**Raw data:**
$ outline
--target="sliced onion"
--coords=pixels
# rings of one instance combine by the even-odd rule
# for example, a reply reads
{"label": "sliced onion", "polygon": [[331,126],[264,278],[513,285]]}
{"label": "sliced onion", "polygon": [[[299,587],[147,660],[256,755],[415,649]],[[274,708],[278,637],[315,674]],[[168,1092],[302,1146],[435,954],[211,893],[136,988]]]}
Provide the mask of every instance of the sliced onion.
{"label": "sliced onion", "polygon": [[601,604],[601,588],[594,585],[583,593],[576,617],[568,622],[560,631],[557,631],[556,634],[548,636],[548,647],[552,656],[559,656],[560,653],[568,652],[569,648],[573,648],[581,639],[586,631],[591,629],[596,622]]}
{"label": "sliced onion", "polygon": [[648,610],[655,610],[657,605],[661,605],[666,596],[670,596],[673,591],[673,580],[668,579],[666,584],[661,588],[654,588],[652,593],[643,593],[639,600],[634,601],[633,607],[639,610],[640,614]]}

**Short problem:** Please convert every line of the records above into a numbered list, leaving out any blank lines.

**Full answer:**
1. $ outline
2. --target="sliced onion"
3. --coords=pixels
4. # rings of one instance combine by the even-odd rule
5. # for example, a reply reads
6. {"label": "sliced onion", "polygon": [[331,126],[264,278],[513,285]]}
7. {"label": "sliced onion", "polygon": [[[299,587],[147,660],[256,755],[415,649]],[[274,708],[278,637],[315,674]],[[168,1092],[302,1146],[435,954],[211,893],[136,988]]]}
8. Provide the mask of every instance of the sliced onion.
9. {"label": "sliced onion", "polygon": [[601,604],[601,588],[594,585],[583,593],[576,617],[568,622],[560,631],[557,631],[556,634],[548,636],[548,647],[552,656],[559,656],[560,653],[568,652],[569,648],[573,648],[581,639],[586,631],[591,629],[596,622]]}
10. {"label": "sliced onion", "polygon": [[648,610],[655,610],[657,605],[661,605],[666,596],[670,596],[673,591],[673,580],[668,579],[666,584],[661,588],[654,588],[652,593],[643,593],[639,600],[634,601],[633,607],[639,610],[640,614]]}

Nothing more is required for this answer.